Start of Block

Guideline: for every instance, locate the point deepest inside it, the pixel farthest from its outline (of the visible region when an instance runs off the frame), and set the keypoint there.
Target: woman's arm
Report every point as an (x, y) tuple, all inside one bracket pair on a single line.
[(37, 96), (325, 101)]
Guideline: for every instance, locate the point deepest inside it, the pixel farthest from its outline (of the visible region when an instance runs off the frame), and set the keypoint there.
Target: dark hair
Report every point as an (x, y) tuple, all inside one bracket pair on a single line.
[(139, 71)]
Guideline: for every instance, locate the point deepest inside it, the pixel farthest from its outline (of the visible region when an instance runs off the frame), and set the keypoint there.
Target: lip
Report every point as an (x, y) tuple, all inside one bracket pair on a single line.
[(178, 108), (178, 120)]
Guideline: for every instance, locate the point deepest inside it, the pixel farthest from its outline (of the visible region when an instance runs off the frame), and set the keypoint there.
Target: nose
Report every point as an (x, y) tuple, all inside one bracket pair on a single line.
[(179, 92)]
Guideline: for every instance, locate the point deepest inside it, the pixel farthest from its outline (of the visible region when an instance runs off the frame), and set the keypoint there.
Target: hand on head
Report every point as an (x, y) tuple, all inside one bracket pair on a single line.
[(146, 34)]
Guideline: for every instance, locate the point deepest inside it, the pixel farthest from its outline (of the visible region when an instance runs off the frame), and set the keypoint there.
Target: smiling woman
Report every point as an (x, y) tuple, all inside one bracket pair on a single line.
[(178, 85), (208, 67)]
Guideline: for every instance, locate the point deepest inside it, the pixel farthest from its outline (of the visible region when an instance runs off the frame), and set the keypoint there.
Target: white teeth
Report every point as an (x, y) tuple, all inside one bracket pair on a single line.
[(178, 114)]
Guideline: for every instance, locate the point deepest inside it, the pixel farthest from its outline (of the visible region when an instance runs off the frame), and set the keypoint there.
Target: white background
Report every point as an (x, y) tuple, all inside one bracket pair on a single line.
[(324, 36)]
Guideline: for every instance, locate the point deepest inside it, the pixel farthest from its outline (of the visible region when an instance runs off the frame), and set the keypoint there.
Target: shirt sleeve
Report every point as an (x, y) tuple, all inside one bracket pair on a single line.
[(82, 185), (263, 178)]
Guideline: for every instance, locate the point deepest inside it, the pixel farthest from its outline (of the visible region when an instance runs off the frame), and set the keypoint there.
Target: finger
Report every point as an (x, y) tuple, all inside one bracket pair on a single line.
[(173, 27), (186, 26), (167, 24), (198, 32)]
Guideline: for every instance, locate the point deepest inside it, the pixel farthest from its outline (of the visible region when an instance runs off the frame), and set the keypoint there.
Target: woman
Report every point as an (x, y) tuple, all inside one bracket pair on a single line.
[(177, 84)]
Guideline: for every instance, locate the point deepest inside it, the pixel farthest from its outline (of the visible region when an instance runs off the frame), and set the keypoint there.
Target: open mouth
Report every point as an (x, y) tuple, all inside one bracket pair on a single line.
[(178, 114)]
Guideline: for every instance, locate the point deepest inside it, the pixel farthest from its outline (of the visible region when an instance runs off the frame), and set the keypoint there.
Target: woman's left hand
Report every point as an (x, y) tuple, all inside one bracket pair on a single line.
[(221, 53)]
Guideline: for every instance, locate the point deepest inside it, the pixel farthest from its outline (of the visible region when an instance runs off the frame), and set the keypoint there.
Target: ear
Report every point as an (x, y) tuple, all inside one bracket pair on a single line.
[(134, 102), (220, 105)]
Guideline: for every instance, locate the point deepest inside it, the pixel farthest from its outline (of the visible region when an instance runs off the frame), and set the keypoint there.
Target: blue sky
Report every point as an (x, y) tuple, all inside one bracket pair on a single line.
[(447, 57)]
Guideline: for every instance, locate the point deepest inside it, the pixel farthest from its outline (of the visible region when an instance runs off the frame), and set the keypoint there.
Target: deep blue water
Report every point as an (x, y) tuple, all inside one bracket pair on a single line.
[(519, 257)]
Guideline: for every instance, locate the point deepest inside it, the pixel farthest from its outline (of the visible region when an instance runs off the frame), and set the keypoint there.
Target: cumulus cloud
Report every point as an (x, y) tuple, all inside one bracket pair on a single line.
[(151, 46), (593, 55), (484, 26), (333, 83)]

End of Block

*WHAT NEEDS TO BE DONE*: Copy out all lines from the material above that contain the string "hand".

*ANSWER FOR THE TASK*:
Target: hand on head
Target: woman's left hand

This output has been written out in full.